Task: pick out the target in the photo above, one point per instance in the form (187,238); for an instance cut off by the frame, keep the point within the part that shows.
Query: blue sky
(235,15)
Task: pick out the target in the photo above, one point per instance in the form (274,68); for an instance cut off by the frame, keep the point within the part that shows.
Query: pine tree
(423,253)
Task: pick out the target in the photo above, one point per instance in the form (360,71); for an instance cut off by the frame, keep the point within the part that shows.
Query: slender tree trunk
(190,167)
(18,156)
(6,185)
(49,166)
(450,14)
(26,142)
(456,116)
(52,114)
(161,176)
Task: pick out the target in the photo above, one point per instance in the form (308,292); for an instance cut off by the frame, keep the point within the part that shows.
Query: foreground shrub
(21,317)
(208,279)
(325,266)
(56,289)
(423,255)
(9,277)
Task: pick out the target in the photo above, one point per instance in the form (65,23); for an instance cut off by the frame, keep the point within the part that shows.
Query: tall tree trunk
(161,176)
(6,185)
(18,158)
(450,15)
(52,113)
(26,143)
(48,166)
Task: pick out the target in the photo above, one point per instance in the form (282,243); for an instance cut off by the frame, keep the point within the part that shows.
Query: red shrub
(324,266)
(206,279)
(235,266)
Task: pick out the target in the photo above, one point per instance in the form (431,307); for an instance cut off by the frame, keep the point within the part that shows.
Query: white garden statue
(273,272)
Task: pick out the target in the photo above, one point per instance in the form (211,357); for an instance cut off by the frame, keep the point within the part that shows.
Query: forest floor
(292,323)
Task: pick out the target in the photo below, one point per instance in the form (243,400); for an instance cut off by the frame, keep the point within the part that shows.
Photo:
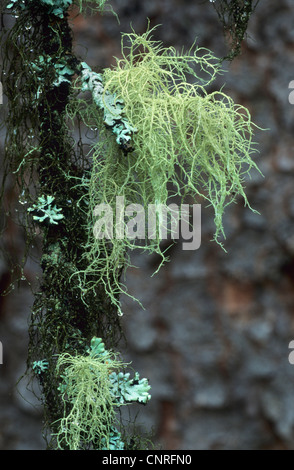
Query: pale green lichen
(44,211)
(189,143)
(39,367)
(112,107)
(128,390)
(92,392)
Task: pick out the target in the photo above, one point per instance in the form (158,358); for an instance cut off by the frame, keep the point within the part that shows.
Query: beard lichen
(170,139)
(188,143)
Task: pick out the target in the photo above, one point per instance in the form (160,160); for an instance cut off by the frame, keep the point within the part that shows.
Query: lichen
(92,392)
(188,143)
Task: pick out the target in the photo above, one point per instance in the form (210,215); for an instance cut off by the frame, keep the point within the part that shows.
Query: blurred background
(214,337)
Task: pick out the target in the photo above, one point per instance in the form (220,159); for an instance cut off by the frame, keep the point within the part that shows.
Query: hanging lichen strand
(185,142)
(52,175)
(161,135)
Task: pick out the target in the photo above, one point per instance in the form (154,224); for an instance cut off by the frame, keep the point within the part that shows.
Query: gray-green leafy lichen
(111,106)
(44,211)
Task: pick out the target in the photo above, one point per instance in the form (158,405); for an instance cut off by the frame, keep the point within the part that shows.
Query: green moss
(92,391)
(189,143)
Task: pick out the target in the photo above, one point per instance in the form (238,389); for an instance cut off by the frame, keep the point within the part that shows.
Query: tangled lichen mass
(161,135)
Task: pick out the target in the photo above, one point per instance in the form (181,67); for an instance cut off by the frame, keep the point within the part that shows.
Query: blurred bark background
(213,338)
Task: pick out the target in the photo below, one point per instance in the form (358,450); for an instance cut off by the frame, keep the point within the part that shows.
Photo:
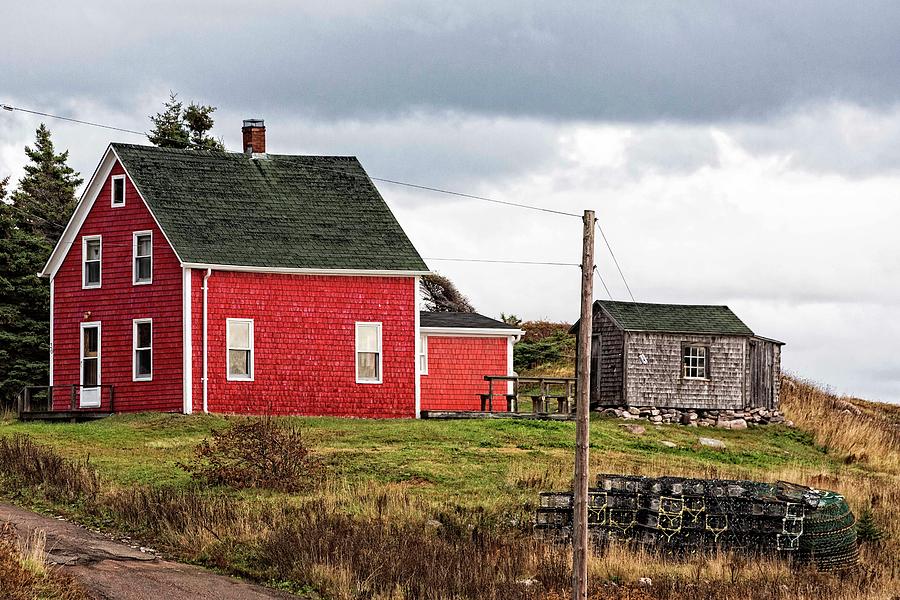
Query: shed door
(762,374)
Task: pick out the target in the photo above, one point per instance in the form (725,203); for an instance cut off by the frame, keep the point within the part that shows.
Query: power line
(615,261)
(506,262)
(437,190)
(600,277)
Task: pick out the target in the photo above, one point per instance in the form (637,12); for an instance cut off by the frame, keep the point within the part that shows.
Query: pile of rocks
(726,419)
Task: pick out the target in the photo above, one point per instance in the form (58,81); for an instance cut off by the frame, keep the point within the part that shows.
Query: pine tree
(24,302)
(441,295)
(180,127)
(45,197)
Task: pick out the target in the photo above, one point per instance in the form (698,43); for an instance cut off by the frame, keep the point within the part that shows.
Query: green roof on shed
(677,318)
(308,212)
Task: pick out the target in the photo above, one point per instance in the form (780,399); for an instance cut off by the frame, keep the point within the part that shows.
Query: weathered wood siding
(660,382)
(607,385)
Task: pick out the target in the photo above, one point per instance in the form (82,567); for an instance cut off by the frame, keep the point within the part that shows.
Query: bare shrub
(25,463)
(256,453)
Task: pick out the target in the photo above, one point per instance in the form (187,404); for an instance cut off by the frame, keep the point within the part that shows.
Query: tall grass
(843,424)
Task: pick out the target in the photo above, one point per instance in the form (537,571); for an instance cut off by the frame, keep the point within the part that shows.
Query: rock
(712,443)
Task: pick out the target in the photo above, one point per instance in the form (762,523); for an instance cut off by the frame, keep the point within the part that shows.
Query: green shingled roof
(677,318)
(310,212)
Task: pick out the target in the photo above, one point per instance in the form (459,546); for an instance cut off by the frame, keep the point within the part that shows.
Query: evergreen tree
(45,198)
(179,127)
(24,298)
(441,295)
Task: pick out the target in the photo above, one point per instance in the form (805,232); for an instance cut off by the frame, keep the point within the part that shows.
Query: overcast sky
(739,153)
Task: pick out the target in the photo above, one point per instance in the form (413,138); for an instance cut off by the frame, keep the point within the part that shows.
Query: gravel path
(113,570)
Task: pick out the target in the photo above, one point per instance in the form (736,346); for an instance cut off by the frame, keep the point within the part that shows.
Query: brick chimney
(254,133)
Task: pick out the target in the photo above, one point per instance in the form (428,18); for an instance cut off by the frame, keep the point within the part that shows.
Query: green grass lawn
(486,463)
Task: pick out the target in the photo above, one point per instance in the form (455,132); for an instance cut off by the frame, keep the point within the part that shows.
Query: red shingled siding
(305,343)
(456,370)
(116,303)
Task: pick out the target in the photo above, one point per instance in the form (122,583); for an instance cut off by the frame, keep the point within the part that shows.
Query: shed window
(118,191)
(143,349)
(91,252)
(142,249)
(240,349)
(368,352)
(695,362)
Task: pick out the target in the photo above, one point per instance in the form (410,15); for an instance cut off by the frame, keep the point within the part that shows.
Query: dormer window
(118,191)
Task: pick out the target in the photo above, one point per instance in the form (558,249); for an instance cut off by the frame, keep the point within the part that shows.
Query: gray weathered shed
(680,356)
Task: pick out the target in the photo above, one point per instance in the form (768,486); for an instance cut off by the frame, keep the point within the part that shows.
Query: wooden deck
(479,414)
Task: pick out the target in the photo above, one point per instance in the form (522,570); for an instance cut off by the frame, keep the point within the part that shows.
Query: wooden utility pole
(583,417)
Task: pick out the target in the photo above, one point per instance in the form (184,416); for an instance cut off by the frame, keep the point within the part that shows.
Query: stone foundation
(726,419)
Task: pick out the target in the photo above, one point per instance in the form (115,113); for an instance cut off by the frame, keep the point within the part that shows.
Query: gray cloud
(693,61)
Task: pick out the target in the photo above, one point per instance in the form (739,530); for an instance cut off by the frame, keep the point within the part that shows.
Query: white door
(90,366)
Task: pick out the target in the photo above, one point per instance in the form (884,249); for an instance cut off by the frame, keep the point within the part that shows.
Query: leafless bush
(256,453)
(25,463)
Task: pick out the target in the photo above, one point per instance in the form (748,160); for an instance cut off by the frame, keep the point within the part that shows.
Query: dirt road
(116,571)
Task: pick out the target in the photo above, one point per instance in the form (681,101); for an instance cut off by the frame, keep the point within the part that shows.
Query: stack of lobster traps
(688,515)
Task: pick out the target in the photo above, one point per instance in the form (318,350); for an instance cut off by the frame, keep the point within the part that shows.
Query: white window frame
(228,349)
(135,348)
(423,354)
(377,325)
(134,257)
(112,191)
(84,242)
(685,369)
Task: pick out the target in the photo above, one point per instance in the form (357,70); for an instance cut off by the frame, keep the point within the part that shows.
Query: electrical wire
(417,186)
(615,261)
(506,262)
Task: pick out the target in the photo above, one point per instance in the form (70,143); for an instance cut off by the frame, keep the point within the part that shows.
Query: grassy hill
(448,504)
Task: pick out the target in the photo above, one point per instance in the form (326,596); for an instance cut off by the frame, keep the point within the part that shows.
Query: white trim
(83,209)
(305,271)
(82,327)
(134,256)
(205,342)
(52,306)
(378,329)
(187,350)
(84,241)
(112,191)
(471,332)
(134,349)
(510,371)
(418,333)
(228,348)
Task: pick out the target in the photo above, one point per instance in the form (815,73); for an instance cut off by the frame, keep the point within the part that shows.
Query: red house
(252,283)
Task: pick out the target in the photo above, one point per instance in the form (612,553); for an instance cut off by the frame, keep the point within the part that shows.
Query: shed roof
(458,319)
(282,211)
(673,318)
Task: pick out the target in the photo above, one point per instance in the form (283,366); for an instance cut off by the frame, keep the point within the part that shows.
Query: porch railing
(53,398)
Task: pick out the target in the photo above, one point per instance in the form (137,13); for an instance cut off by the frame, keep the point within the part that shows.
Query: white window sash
(84,262)
(135,348)
(378,352)
(135,256)
(112,191)
(251,348)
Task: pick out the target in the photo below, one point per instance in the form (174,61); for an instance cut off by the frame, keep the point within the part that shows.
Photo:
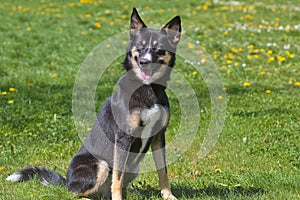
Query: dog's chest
(144,124)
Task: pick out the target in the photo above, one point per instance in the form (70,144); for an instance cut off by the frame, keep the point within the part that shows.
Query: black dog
(130,121)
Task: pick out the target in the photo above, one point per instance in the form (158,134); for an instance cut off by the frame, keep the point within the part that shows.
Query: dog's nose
(145,59)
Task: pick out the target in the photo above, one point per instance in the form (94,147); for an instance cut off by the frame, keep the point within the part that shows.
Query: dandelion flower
(191,45)
(12,89)
(268,91)
(98,25)
(218,170)
(271,59)
(247,84)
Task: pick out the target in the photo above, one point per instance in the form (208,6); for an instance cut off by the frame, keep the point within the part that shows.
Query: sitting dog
(131,121)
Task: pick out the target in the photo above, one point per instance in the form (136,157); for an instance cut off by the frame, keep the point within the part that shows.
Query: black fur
(124,117)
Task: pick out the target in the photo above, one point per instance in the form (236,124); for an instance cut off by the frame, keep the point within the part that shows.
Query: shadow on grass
(210,191)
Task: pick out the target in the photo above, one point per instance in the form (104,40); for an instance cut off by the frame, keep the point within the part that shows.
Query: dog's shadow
(184,192)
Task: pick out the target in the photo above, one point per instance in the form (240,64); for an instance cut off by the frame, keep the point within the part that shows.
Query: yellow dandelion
(271,59)
(247,84)
(87,15)
(229,62)
(281,58)
(249,16)
(12,89)
(191,45)
(251,46)
(223,67)
(98,25)
(289,54)
(218,170)
(262,73)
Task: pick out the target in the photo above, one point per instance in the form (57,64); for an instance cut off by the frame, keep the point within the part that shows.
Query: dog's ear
(136,23)
(173,29)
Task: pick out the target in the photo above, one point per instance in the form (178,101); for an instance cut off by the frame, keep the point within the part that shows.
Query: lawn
(253,45)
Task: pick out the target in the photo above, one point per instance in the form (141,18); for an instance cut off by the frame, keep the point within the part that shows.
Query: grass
(254,45)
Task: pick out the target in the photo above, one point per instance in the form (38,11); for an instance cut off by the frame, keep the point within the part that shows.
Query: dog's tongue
(146,74)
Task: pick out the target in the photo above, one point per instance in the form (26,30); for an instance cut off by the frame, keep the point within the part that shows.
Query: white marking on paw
(15,177)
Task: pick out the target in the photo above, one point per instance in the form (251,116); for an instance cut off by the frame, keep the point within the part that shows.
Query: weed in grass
(255,46)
──────────
To be done: Repeat verbatim the lines from the one containing "the form (26,30);" through the end of the entries, inclusive.

The completed task:
Task: pick out the target in the photo above, one point per instance in the form (26,30); for an instance cut off by the frame, keep the point within the part that shows.
Query: white marking on paw
(15,177)
Task: pick out the target in the photo above, one point per instance in the form (251,116); for an instance cut off by the frame, keep the point within the part that shows.
Query: weed in grass
(255,46)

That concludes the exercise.